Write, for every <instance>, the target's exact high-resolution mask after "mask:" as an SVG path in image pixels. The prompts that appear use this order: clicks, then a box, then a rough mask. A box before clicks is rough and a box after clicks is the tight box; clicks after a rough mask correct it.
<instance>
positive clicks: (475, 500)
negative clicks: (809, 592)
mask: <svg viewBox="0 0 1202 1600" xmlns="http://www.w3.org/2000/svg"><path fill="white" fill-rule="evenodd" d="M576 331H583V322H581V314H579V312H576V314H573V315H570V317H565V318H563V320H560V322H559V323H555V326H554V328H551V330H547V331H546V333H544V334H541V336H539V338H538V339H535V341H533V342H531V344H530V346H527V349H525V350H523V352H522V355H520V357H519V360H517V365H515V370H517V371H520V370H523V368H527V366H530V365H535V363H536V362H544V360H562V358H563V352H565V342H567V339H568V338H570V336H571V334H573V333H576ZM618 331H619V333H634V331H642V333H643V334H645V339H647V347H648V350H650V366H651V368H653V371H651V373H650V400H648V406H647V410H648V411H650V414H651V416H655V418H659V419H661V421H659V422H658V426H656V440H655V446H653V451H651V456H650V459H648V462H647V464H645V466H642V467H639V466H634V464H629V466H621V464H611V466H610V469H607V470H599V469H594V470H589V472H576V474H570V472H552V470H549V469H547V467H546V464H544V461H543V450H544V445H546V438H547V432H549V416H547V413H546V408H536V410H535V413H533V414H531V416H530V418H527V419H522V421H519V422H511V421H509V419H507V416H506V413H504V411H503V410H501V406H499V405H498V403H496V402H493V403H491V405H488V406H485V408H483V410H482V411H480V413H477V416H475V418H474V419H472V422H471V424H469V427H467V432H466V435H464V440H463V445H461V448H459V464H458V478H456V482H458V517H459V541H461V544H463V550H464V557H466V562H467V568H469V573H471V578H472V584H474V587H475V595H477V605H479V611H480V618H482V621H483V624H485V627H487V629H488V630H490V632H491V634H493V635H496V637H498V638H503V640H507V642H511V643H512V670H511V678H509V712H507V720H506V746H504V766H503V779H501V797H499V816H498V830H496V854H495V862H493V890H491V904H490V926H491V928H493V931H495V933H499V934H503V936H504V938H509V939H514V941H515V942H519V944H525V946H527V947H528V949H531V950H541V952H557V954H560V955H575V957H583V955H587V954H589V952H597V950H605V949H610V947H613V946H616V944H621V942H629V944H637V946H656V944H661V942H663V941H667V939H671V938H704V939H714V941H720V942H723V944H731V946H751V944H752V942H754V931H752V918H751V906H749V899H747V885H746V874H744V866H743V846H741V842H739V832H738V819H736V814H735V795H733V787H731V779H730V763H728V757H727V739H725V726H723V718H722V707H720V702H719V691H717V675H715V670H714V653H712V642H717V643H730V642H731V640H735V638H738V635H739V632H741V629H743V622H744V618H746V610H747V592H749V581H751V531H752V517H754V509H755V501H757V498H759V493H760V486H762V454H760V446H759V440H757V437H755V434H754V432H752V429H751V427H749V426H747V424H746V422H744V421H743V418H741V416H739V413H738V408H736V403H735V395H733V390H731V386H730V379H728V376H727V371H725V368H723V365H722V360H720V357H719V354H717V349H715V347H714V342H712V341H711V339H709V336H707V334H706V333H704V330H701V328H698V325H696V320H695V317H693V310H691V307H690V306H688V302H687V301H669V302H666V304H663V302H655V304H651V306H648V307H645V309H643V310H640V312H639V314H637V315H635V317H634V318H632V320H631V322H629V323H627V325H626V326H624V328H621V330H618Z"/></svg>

----

▶ GOAL OF THE EXERCISE:
Repeat the material in full. Nothing may differ.

▶ WRITTEN REPLY:
Write, for every <instance>, the target's exact high-resolution mask after "mask:" as an SVG path in image pixels. The prompts that appear use this order: clicks, then a box, then a rough mask. A box before clicks is rough and a box after clicks is the tight box; clicks after a rough mask correct it.
<instance>
positive clicks: (475, 500)
negative clicks: (809, 592)
mask: <svg viewBox="0 0 1202 1600" xmlns="http://www.w3.org/2000/svg"><path fill="white" fill-rule="evenodd" d="M576 331H583V322H581V314H579V312H576V314H573V315H570V317H565V318H563V320H560V322H559V323H555V326H554V328H551V330H547V331H546V333H544V334H541V336H539V338H538V339H535V341H533V342H531V344H530V346H527V349H525V350H523V352H522V355H520V357H519V360H517V365H515V370H517V371H520V370H523V368H527V366H530V365H535V363H536V362H544V360H562V358H563V352H565V342H567V339H568V338H570V336H571V334H573V333H576ZM618 331H619V333H634V331H642V333H643V334H645V339H647V347H648V350H650V366H651V368H653V371H651V373H650V400H648V406H647V410H648V411H650V414H651V416H655V418H659V419H661V421H659V422H658V426H656V440H655V446H653V451H651V456H650V459H648V462H647V464H645V466H642V467H639V466H634V464H629V466H621V464H611V466H610V469H607V470H599V469H594V470H589V472H576V474H570V472H552V470H549V469H547V467H546V464H544V461H543V450H544V445H546V438H547V432H549V416H547V413H546V408H536V410H535V413H533V414H531V416H530V418H527V419H522V421H519V422H511V421H509V419H507V416H506V413H504V411H503V410H501V406H499V405H498V403H496V402H493V403H491V405H488V406H485V408H483V410H482V411H480V413H477V416H475V418H474V419H472V422H471V424H469V427H467V432H466V435H464V440H463V445H461V448H459V464H458V478H456V482H458V517H459V541H461V544H463V550H464V557H466V562H467V568H469V573H471V578H472V584H474V587H475V595H477V605H479V611H480V618H482V621H483V624H485V627H487V629H488V630H490V632H491V634H493V635H496V637H498V638H503V640H507V642H511V643H512V670H511V678H509V712H507V720H506V746H504V766H503V779H501V797H499V816H498V830H496V854H495V862H493V890H491V904H490V926H491V928H493V931H495V933H499V934H503V936H504V938H509V939H514V941H515V942H519V944H525V946H527V947H528V949H531V950H541V952H557V954H560V955H575V957H583V955H587V954H589V952H597V950H605V949H610V947H613V946H616V944H621V942H629V944H637V946H656V944H661V942H663V941H667V939H671V938H704V939H714V941H720V942H723V944H731V946H751V944H752V942H754V931H752V918H751V906H749V899H747V885H746V874H744V866H743V846H741V842H739V832H738V819H736V814H735V795H733V787H731V779H730V763H728V757H727V739H725V726H723V718H722V707H720V702H719V691H717V675H715V670H714V653H712V642H717V643H730V642H731V640H735V638H738V635H739V632H741V629H743V622H744V618H746V610H747V592H749V581H751V531H752V517H754V509H755V501H757V498H759V493H760V486H762V454H760V446H759V440H757V437H755V434H754V432H752V429H751V427H749V426H747V424H746V422H744V421H743V418H741V416H739V413H738V408H736V403H735V395H733V390H731V386H730V379H728V376H727V371H725V368H723V365H722V360H720V357H719V354H717V349H715V347H714V342H712V341H711V339H709V336H707V334H706V333H704V330H701V328H698V325H696V320H695V317H693V310H691V307H690V306H688V302H687V301H669V302H666V304H663V302H655V304H651V306H648V307H645V309H643V310H640V312H639V314H637V315H635V317H634V318H632V320H631V322H629V323H627V325H626V326H624V328H621V330H618Z"/></svg>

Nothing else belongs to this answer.